But for me, I had an amazing experience at Goldman.
I only left because I was recruited by the world's largest hedge fund at the time.
It was J.P. Morgan's hedge fund. And I remember, you know, telling, telling the founder, like, I'm not
interested. I I'm very happy. I've been running the desk at Goldman. I was the head of credit
driven OTC trading for over five years at the firm. I was like, I'm not interested in leaving.
And he leaned over, like, he got really close to me at, we were at the fourth season. He leaned
over, he looked me in the eyes and he's like, what in your life could be better? And I said, well, I really love to see my kids
more. And he said, where do you live? And I said, Greenwich. And he's like, we will open
a Greenwich office for you. You can work four days a week. And I was like, whoa, okay.
I'm like, that's a, you know, I never worked four days a week there. I, I did, you know,
but I did take, you know, I did schedule doctor's appointments for my kids and my kids were babies.
Like they were literally, neither of them were in school. They were, I had like a super, super baby
and then a toddler. And so it was, I think a nice step for me to realize that I really wanted to be
home with my kids in that zero to three period and
make the investment in them. So I think in a weird way, having that baby step was like, what gave me
a lot of confidence to say, you know, I really want to be a stay at home mom. I don't want to
be a stay at home mom forever. I love investing. And the funny thing is I actually, I think you
really find out what you love when you are not working and it's not a job anymore.
Because I used to drop my kids off at preschool when they got a little older.
I would go to the Greenwich Library where they had two Bloomberg terminals that were free.
And I would invest.
I would trade.
I did a lot of secondary market trading of structured products.
So breaking out zero coupon bonds with the various option components.
But it was like, you kind of know, you're like, when I do this in my spare time for fun, and I'm not at,
you know, I'm not playing pickleball or, you know, going shopping or whatever, whatever stay at home
moms do. And they're like two and a half hours a day. I'm trading options because I love it.

§ **Aim of the exercise**
Can you condense the paragraph of the transcript that begins "But for me, I had an amazing experience at Goldman" into a short bulleted list of its main facts? What comes next is separate material, unrelated to the transcript.

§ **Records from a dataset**
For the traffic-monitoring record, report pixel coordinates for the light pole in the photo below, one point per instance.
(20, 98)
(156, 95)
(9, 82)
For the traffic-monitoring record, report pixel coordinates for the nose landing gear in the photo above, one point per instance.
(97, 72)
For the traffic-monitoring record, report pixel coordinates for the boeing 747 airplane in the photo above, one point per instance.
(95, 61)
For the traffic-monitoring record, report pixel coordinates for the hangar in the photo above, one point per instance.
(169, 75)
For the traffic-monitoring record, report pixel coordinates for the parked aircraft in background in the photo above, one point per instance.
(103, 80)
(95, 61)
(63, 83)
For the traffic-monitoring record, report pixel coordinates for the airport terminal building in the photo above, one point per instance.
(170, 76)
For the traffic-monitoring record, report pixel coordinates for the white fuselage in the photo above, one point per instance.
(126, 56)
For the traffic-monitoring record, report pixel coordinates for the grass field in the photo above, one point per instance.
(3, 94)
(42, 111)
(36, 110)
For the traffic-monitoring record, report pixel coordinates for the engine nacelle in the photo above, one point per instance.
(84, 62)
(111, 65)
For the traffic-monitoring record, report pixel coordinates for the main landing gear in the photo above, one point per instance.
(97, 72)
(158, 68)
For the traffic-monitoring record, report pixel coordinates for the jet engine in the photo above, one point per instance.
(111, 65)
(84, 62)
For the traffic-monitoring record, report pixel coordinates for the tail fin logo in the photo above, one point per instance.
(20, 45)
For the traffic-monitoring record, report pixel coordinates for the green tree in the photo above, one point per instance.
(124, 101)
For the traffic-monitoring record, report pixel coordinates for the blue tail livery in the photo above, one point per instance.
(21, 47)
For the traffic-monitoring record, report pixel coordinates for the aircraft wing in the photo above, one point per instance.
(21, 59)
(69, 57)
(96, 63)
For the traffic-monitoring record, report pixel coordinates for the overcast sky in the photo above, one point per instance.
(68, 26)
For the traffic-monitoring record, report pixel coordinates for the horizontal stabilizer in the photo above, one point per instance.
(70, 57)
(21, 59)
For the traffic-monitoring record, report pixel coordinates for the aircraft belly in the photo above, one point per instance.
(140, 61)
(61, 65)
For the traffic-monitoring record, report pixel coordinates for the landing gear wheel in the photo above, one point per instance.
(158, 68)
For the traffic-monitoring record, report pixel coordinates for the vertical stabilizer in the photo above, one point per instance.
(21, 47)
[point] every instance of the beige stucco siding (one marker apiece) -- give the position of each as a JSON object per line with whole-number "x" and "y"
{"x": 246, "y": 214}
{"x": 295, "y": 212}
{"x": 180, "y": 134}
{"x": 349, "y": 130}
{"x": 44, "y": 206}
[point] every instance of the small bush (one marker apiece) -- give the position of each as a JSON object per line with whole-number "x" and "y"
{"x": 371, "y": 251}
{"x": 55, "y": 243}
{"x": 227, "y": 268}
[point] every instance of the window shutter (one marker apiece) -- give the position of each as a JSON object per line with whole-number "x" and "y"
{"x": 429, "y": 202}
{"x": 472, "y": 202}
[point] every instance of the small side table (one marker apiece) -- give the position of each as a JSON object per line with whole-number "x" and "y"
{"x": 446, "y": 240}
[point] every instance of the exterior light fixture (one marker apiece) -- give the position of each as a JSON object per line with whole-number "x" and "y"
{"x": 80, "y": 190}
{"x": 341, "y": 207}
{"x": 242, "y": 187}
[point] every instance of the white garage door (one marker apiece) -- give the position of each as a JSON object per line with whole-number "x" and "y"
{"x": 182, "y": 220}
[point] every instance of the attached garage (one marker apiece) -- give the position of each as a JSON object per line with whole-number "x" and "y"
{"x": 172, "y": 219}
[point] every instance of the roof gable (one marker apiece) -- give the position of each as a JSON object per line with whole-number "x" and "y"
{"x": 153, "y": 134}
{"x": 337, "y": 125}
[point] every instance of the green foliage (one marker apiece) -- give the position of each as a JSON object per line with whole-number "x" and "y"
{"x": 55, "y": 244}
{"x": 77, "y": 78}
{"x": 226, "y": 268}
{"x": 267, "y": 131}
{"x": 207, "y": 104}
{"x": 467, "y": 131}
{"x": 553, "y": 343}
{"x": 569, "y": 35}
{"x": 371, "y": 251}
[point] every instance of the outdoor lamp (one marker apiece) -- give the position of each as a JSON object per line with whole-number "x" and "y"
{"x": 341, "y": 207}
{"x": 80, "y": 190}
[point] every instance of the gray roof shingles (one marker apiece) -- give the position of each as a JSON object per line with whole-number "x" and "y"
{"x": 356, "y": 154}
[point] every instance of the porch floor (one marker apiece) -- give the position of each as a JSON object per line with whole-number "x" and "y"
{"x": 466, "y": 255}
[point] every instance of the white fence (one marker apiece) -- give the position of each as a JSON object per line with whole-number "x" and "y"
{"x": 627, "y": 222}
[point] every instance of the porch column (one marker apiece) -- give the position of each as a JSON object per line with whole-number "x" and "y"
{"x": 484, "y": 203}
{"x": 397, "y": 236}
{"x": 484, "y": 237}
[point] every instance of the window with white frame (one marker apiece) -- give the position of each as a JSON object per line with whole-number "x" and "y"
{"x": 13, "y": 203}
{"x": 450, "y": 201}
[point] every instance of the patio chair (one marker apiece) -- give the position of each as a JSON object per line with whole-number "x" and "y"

§ **Solved exercise**
- The speaker had an amazing experience at Goldman, ran the desk there, and was head of credit-driven OTC trading for over five years.
- The speaker left only after being recruited by J.P. Morgan's hedge fund, at the time the world's largest hedge fund.
- The speaker first told the founder of no interest in leaving. The founder asked what could make life better, and the answer was seeing the kids more.
- On learning the speaker lived in Greenwich, the founder offered to open a Greenwich office and a four-day workweek.
- With a baby and a toddler, neither yet in school, the speaker realized a wish to be home with the kids from ages zero to three. That step gave the confidence to become a stay-at-home mom, though not forever.
- After dropping the kids off at preschool, the speaker invested and traded on the two free Bloomberg terminals at the Greenwich Library. This included secondary market trading of structured products.
- Trading options in spare time, for fun rather than as a job, showed the speaker a real love of investing.